_RECORD LIST:_
## begin

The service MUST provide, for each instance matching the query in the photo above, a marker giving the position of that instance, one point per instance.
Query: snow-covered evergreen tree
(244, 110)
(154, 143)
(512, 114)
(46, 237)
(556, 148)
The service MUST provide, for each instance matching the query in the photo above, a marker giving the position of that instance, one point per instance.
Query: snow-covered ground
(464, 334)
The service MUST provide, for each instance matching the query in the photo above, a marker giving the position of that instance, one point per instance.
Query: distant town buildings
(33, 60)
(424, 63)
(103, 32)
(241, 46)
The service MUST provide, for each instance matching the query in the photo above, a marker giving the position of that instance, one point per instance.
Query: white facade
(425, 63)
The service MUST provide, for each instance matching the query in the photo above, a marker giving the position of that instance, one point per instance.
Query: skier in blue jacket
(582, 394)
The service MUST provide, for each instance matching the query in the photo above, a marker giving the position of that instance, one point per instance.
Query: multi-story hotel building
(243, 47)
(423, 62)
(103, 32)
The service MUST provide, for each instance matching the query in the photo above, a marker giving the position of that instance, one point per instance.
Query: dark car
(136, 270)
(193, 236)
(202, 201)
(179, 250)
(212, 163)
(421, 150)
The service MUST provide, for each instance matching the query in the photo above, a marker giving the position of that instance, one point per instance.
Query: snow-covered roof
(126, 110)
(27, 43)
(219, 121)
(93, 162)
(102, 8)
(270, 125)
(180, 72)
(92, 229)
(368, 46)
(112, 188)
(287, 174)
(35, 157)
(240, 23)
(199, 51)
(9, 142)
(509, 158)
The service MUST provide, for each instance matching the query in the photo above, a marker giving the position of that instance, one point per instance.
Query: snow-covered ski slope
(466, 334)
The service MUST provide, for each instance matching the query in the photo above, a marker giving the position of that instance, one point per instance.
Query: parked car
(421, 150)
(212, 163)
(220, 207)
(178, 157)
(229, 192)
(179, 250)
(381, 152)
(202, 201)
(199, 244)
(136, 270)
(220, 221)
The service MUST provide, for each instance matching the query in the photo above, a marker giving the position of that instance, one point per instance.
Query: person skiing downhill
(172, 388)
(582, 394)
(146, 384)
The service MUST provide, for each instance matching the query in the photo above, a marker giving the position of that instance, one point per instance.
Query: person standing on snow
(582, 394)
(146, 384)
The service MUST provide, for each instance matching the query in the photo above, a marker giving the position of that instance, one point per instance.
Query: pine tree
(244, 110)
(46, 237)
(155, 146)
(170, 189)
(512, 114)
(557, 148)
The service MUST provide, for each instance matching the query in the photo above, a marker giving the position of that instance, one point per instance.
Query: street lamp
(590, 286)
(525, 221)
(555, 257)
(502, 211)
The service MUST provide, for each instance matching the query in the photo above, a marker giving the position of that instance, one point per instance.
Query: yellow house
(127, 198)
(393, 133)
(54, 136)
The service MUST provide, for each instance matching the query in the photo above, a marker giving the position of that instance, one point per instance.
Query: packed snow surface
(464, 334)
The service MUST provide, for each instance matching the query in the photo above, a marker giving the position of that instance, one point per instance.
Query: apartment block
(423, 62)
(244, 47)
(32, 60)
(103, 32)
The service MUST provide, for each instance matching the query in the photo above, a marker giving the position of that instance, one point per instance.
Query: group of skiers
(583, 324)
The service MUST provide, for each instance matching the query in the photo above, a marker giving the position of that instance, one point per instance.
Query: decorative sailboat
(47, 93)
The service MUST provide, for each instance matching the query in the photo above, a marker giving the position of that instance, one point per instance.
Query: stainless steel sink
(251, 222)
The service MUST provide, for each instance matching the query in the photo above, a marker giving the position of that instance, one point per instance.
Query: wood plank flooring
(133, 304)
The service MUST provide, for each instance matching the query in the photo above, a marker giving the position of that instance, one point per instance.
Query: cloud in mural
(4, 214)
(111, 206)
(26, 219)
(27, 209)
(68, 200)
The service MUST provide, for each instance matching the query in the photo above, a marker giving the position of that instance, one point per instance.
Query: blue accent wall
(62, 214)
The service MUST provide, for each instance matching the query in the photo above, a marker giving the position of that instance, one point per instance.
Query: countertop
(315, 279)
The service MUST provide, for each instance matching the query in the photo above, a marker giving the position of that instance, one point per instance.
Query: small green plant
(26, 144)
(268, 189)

## end

_TASK REQUIREMENTS:_ Each record above must be given again exactly.

_SOLUTION:_
The service MUST provide, for each instance matching the query in the photo above, a marker giving the position of that instance, one point per instance.
Query: snow-covered evergreen tree
(244, 110)
(154, 143)
(512, 114)
(46, 237)
(556, 148)
The service MUST provide, for each instance matching the query in the photo above, a marker giving the position of that instance, one point per instance.
Query: snow-covered ground
(464, 334)
The service MUST provide, for each instance matching the query in the photo above, a marker giving the position of that instance, one point per instance.
Query: distant town buildings
(33, 60)
(424, 63)
(103, 32)
(241, 46)
The service MUST provide, for each instance matching the query in the photo above, a marker giving the position of that instance, one point per instance.
Query: white facade
(425, 63)
The service MUST provide, for each instance matching the query in the photo above, a marker giving the position of that instance, one point per instance.
Query: skier in blue jacket
(582, 394)
The service MUST provide, for each instance matching the query in the photo above, a marker giving the position of that instance, one point per instance.
Query: multi-story hotel building
(243, 47)
(423, 62)
(103, 32)
The service MUST provide, for each instance matching the query in the photo above, a marker giving the position of that instance, one point per instance.
Query: dark car
(136, 270)
(193, 236)
(202, 201)
(179, 250)
(212, 163)
(421, 150)
The service MUST provide, for each instance matching the query in the photo above, a marker giving the position of that instance, one point per instance.
Query: snow-covered roof
(126, 110)
(27, 43)
(219, 121)
(93, 162)
(102, 8)
(270, 125)
(180, 72)
(92, 229)
(368, 46)
(112, 188)
(287, 174)
(35, 157)
(240, 23)
(199, 51)
(9, 142)
(509, 158)
The service MUST provide, for each instance matching the query in the photo above, a marker giving the position of that instance, one point per instance.
Query: snow-covered ski slope
(466, 334)
The service MUST provide, for each instance matching the query in the photo above, a marker giving the position of that instance, one point per instance.
Query: parked car
(421, 150)
(212, 163)
(220, 207)
(178, 157)
(229, 192)
(179, 250)
(381, 152)
(202, 201)
(199, 244)
(136, 270)
(220, 221)
The service MUST provide, for each instance matching the query in the photo above, a marker giving the position of that instance, one point per instance.
Query: person skiing downhill
(172, 388)
(582, 394)
(146, 384)
The service MUST provide, for each instance matching the query in the photo above, a marker giving the position of that instance, one point per instance.
Query: person standing on snow
(582, 394)
(146, 384)
The service MUST provide, for each instance matching the query in the photo above, a marker giving the position of that instance, one point per instance.
Query: pine tree
(244, 110)
(46, 237)
(155, 146)
(170, 189)
(512, 114)
(557, 148)
The service MUST provide, for each instance matching the query in the photo above, a marker giving the position of that instance, one point per instance.
Query: street lamp
(590, 286)
(525, 221)
(555, 257)
(502, 211)
The service MUST provide, for each instance matching the query in the photo above, a marker giving the position of that instance, one point per instance.
Query: yellow house
(127, 198)
(393, 133)
(54, 136)
The service MUST provide, for each instance matching the query in the photo above, a marker giving the position of that instance, one point per instance.
Query: packed snow surface
(464, 334)
The service MUST provide, for each instance matching the query in the photo above, a marker giving the position of that instance, one point per instance.
Query: apartment block
(423, 62)
(244, 47)
(32, 60)
(103, 32)
The service MUST provide, for each instance matching the query in the photo above, a marker giving the position of that instance, one point per instance.
Query: group of skiers
(583, 324)
The service MUST provide, for each instance matching the query in the photo above, a marker giving the position of that instance, one point per instance.
Query: decorative sailboat
(47, 93)
The service MUST provide, for each instance matching the query in the photo above, a marker giving the position of that instance, one point per instance.
Query: stainless steel sink
(251, 222)
The service MUST provide, for each instance matching the query in the photo above, a marker giving the position of that instance, one point per instance.
Query: wood plank flooring
(133, 304)
The service MUST provide, for each instance matching the query in the photo above, a marker giving the position of that instance, one point per instance.
Query: cloud in mural
(4, 214)
(111, 206)
(26, 219)
(27, 209)
(68, 200)
The service MUST provide, for each instance matching the query in the photo above, a marker giving the position of that instance, one point per instance.
Query: blue accent wall
(62, 214)
The service MUST provide, for each instance matching the query in the photo above, a marker giving the position of that instance, one point per instance.
Query: countertop
(315, 279)
The service MUST provide, for each instance matching the query in the photo above, a marker giving the position of that instance, one point per instance.
Query: small green plant
(26, 144)
(268, 189)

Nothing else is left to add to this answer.